**What you have to do**
List every line of the records below that contains the word "spotted". Case counts.

**Supplied information**
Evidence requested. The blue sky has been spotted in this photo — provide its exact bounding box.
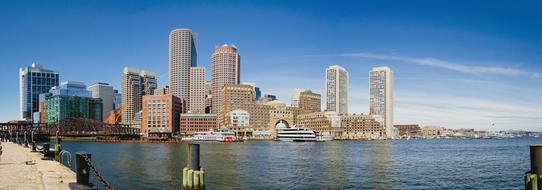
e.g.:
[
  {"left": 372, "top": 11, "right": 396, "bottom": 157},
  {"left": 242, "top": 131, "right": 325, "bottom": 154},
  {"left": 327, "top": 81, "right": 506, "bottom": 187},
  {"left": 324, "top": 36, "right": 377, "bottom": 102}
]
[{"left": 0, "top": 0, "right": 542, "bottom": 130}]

* * *

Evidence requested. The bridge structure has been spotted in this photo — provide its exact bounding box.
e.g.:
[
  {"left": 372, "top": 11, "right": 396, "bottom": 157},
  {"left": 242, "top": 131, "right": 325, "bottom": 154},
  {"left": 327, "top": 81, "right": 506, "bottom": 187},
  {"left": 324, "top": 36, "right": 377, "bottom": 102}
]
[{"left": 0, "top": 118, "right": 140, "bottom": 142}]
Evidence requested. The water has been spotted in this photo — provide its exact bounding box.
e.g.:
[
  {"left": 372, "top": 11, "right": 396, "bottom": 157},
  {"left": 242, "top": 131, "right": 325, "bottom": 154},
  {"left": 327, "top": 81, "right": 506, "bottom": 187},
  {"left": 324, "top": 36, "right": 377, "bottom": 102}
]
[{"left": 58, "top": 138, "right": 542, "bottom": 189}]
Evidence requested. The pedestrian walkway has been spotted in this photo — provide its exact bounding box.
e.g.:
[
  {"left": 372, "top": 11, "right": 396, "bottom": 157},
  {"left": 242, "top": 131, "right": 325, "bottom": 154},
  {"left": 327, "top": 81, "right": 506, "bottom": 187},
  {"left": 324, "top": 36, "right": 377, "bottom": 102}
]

**Full answer**
Evidence requested. The blue sky has been spotted in this photo — provide its exact bounding box.
Evidence requested. The bridge structure has been spotted in this photo — provide its exact bounding box.
Evidence requested. The water has been spotted in this photo — provide its exact bounding box.
Evidence requested. The pedestrian walkway has been spotted in this photo — provide its exact bounding box.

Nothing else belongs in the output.